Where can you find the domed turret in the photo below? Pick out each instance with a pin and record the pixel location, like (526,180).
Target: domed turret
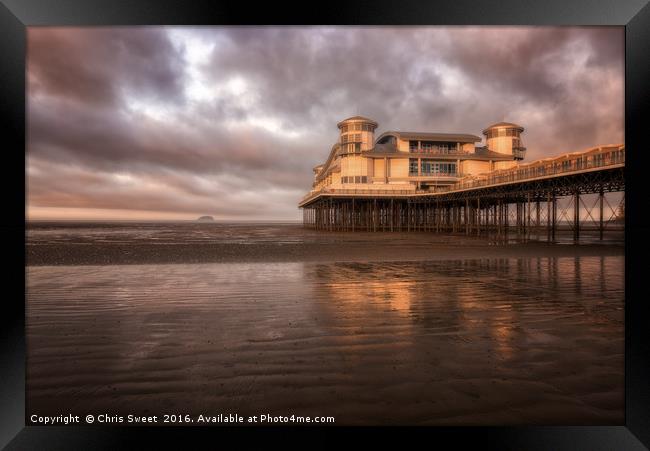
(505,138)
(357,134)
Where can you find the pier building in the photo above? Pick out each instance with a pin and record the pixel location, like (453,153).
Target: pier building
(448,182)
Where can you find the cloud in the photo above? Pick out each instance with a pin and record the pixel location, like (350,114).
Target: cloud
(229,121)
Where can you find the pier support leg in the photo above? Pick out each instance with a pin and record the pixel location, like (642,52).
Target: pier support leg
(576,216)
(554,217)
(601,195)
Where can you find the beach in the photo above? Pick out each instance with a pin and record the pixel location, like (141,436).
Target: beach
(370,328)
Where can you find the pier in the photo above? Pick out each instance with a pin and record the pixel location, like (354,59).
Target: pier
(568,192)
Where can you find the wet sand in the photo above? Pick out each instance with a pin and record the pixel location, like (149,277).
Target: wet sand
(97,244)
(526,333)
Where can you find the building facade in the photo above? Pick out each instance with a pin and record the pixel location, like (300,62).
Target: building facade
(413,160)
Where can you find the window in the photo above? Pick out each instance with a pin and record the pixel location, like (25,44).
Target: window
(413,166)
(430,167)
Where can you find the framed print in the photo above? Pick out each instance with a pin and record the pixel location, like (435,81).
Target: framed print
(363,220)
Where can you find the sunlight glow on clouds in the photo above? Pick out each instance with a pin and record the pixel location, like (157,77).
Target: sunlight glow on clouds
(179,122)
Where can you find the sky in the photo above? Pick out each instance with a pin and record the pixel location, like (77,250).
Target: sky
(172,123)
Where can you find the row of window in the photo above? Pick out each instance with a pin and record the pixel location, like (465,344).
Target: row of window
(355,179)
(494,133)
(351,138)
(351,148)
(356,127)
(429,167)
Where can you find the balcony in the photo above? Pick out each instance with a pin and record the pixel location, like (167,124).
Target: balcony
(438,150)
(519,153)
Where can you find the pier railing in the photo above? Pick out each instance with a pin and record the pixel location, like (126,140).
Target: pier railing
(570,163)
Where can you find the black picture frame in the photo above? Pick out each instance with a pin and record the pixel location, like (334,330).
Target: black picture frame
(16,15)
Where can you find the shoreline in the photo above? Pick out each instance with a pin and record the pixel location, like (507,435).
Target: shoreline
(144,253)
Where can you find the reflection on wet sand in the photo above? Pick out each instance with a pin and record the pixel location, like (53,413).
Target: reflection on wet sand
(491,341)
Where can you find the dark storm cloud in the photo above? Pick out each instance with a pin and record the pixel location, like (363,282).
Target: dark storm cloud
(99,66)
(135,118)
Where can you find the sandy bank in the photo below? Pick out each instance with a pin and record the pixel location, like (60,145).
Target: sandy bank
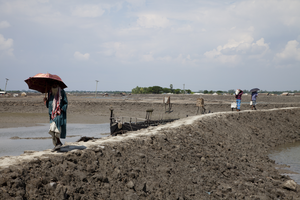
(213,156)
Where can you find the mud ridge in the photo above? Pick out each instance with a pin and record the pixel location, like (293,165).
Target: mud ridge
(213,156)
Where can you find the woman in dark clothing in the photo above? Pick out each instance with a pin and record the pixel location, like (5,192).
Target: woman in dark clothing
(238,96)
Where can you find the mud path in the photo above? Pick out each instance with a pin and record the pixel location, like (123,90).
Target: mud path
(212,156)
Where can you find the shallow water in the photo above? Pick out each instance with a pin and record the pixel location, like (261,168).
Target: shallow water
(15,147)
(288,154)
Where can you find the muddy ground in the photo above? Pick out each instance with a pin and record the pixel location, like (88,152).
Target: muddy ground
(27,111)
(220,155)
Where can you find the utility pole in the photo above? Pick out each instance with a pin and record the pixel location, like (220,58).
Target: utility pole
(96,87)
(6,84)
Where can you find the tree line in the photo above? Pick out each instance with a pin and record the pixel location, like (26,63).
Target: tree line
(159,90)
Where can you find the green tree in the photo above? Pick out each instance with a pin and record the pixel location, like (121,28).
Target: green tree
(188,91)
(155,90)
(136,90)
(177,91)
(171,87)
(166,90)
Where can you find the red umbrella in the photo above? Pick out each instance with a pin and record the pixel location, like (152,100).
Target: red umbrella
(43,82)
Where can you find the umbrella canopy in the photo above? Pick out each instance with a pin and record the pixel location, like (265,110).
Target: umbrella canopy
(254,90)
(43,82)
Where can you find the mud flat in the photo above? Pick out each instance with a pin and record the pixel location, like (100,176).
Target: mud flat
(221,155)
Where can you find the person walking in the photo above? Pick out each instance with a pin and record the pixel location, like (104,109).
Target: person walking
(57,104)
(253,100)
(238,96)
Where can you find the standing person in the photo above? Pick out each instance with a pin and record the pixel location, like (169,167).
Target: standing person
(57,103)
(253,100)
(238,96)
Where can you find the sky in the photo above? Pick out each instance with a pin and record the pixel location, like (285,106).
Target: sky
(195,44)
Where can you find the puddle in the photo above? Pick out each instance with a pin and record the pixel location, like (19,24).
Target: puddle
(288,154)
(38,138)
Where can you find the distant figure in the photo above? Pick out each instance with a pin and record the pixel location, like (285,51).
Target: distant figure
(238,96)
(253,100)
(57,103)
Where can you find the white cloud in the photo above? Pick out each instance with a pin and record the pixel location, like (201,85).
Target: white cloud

● ● ● ● ● ● ●

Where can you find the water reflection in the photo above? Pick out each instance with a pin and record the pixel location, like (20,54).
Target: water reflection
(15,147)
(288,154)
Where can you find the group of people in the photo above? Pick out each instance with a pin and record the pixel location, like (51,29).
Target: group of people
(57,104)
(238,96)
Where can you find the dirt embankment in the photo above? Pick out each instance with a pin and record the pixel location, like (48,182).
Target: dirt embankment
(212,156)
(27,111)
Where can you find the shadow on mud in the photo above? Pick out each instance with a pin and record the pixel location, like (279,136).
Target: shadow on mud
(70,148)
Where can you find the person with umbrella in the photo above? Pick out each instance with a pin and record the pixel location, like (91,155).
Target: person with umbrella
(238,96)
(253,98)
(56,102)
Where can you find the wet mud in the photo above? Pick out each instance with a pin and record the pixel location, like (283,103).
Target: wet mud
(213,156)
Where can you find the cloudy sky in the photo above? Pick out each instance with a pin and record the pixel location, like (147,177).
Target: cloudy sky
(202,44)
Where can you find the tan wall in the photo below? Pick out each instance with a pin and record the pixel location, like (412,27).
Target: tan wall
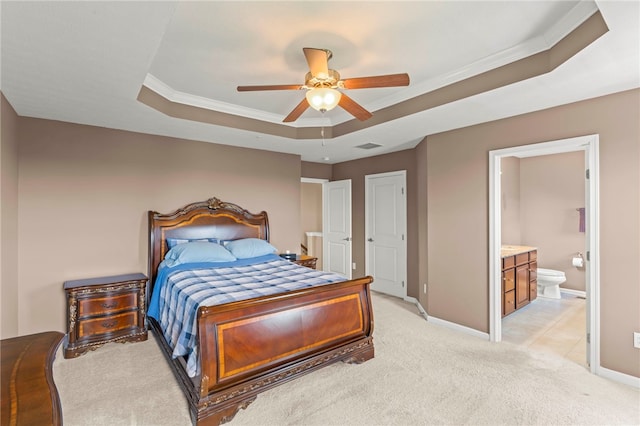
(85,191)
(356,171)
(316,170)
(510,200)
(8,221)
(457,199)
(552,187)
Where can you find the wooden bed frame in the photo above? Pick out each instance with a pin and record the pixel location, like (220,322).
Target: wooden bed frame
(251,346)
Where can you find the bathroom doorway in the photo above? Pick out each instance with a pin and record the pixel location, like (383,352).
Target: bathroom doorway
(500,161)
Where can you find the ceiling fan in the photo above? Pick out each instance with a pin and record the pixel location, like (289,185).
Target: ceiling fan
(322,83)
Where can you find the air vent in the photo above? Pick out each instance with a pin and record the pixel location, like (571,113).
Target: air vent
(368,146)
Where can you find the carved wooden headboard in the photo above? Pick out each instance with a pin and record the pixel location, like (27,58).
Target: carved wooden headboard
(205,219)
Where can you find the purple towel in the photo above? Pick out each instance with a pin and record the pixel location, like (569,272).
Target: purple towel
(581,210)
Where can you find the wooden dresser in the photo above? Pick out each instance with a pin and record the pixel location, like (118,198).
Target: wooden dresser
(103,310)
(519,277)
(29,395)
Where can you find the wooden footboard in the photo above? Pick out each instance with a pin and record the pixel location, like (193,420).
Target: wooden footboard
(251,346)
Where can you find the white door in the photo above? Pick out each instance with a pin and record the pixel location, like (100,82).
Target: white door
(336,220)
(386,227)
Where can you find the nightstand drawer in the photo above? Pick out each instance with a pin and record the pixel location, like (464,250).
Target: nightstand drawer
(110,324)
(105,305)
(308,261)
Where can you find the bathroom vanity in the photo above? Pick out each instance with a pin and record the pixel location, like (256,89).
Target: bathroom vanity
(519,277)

● ● ● ● ● ● ●

= Exercise task =
Report each line of the entries above that contains the word "reflection".

= Complete answer =
Where can you find the reflection on wet sand in the photo above? Pick out each instance with a pin and record the pixel location, like (53,413).
Target: reflection on wet sand
Where can you find the water reflection in the photo above? Pick out each instance with a pin and record the pixel location, like (20,54).
Target: water reflection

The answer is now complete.